# [Supplied passage]
* * * * *

Operation Gleitboot


'Gleitboot' was the German continuation and implementation of the 'Ruderboot' study for the withdrawal of General Karl Allmendinger’s V Corps of Generaloberst Erwin Jaenecke’s 17th Army in Crimea into the fortified area of Sevastopol (12/16 April 1944).

The southernmost component of Generaloberst Ferdinand Schörner’s Heeresgruppe 'Südukraine', the 17th Army had sat out the winter of 1943/44 in Crimea after the Soviet forces on the southern part of the Eastern Front’s main extent had swept past the northern end of the Perekop isthmus, the sole land link with the mainland of Ukraine, to reach the line of the Dniepr river. After the collapse in November 1943 of its last hope that an overland relief force might arrive to link it with the rest of the German forces, and the Soviets during the same month had taken beach-heads on the south coast of the Sivash and on the Kerch peninsula in the 'Kerch-Eltigen Offensive Operation', there had emerged a consensus among Generaloberst Kurt Zeitzler (chief of the Oberkommando des Heeres’s general staff), Generalfeldmarschall Ewald von Kleist (commander of Heeresgruppe 'A') and Jaenecke that the 17th Army should be removed from its isolation in Crimea. These three officers reasoned that the peninsula could not be held in the long run, that the 17th Army was needed on the main front, and that any further diversion of troops to bolster its strength would be costly waste.

But Adolf Hitler had insisted the army remain and, during the winter, at the expense of Generalfeldmarschall Erich von Manstein’s Heeresgruppe 'Süd' as well as Heeresgruppe 'A', he had seen fit to increase its strength in German troops from one infantry division to five, as well as two self-propelled assault gun brigades. Maresal al România Ion Antonescu, the leader of Romania, would have preferred to evacuate the seven Romanian divisions in the 17th Army, but now left them in Crimea.

During the winter months, the 17th Army had held its main defence line on the Perekop isthmus, but had also had managed to reduce the Soviet beach-heads to two very small areas, one at the south-eastern end of the isthmus and one on the eastern tip of the Kerch peninsula. If the Perekop Isthmus was lost, the only other place the army could make a stand was at Sevastopol. The army had created the 'Gneisenau-Linie' defences, approximately in an arc centred on Simferopol and extending to Alushta on the south coast and Saki on the west coast, in order to shield the south-western corner of Crimea, containing Sevastopol. However, the army had the strength only to fight a rearguard action there until the main force moved back into Sevastopol.

* * * * *

# [Provided material]
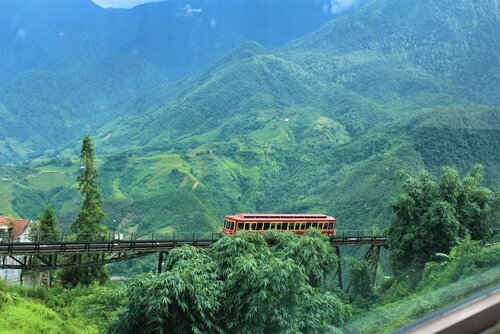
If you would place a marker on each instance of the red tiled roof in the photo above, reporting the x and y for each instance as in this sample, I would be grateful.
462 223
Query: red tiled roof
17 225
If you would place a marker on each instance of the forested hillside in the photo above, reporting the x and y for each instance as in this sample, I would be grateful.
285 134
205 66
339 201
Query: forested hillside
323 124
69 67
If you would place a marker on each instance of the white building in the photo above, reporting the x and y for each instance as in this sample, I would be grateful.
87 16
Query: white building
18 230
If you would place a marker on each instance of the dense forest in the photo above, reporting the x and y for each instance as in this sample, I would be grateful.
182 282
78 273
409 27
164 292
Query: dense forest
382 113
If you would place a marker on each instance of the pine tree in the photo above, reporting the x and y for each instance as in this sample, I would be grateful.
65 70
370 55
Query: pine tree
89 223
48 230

* * * * *

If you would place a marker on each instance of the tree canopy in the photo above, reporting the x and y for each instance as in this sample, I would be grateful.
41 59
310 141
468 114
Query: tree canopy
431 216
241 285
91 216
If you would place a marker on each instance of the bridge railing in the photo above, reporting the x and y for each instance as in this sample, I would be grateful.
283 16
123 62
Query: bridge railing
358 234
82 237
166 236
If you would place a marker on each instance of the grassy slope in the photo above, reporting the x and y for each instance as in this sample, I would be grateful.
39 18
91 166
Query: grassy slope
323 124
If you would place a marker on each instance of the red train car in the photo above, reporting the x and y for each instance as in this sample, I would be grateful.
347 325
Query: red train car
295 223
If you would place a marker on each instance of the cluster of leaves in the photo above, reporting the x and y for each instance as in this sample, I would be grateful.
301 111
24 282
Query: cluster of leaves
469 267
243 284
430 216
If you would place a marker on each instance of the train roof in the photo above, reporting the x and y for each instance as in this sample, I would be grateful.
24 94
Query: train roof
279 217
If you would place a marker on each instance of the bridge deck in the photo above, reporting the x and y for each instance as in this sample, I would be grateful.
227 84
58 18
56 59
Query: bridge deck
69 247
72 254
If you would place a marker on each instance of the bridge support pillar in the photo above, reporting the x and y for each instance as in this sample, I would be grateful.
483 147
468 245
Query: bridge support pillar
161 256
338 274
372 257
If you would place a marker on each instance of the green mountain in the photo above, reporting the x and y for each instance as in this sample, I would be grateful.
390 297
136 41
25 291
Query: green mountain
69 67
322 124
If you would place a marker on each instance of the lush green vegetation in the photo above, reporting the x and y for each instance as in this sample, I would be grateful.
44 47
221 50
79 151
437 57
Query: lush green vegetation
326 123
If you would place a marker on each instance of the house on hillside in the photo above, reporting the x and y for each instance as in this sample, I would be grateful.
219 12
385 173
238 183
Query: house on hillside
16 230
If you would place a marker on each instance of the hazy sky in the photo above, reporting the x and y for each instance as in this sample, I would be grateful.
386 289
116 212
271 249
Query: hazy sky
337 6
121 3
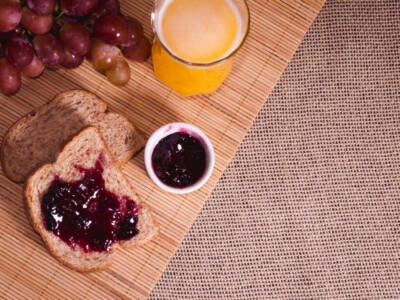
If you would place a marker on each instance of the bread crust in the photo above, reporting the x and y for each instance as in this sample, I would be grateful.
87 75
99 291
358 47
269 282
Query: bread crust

* * * * *

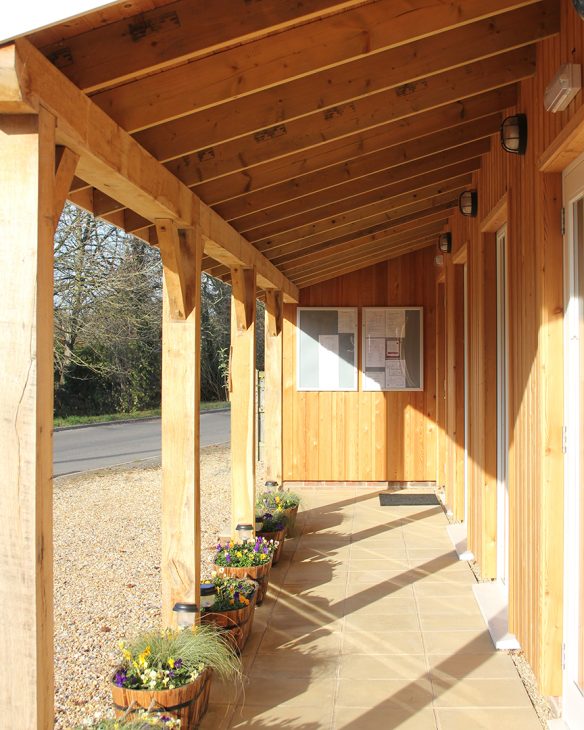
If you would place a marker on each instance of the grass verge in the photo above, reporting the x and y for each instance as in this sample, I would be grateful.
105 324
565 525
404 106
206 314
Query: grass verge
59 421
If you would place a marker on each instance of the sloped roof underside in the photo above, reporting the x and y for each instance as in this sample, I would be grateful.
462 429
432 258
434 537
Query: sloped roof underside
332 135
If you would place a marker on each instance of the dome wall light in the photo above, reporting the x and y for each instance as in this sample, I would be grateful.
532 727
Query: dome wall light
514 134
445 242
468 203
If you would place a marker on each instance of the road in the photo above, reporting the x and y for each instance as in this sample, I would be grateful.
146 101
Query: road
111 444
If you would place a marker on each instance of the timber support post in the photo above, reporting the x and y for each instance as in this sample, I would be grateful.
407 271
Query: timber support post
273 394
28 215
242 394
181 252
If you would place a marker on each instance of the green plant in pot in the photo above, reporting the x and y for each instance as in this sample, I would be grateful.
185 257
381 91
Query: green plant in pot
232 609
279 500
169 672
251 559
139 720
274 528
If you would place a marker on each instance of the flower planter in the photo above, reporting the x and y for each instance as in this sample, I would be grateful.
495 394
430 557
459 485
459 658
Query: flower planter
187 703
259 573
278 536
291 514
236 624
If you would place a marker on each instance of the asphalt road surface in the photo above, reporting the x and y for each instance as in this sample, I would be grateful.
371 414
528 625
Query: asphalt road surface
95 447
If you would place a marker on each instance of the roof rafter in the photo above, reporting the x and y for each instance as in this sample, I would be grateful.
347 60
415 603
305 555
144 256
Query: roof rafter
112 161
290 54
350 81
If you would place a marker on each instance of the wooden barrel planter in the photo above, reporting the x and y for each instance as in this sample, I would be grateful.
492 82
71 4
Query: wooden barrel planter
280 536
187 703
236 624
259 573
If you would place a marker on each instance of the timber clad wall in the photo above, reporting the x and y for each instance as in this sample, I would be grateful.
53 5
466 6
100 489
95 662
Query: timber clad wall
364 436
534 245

* * * * *

# [Problems and tasks]
1 – Summarize the Operation Gleitboot text in two sentences.
2 – Reproduce word for word the part of the Operation Gleitboot text starting at "Operation Gleitboot" and ending at "(12/16 April 1944).".
The entries play no part here.

# [Solutions for each task]
1 – Operation Gleitboot was the German withdrawal of V Corps of the 17th Army in Crimea into the fortified area of Sevastopol in April 1944, carrying out the earlier 'Ruderboot' study. Although Zeitzler, Kleist and Jaenecke agreed that the peninsula could not be held and the army should be removed, Hitler insisted it stay and reinforced it, and over the winter it held the Perekop isthmus and built the 'Gneisenau-Linie' to shield the south-western corner of Crimea containing Sevastopol.

2 –
Operation Gleitboot


'Gleitboot' was the German continuation and implementation of the 'Ruderboot' study for the withdrawal of General Karl Allmendinger’s V Corps of Generaloberst Erwin Jaenecke’s 17th Army in Crimea into the fortified area of Sevastopol (12/16 April 1944).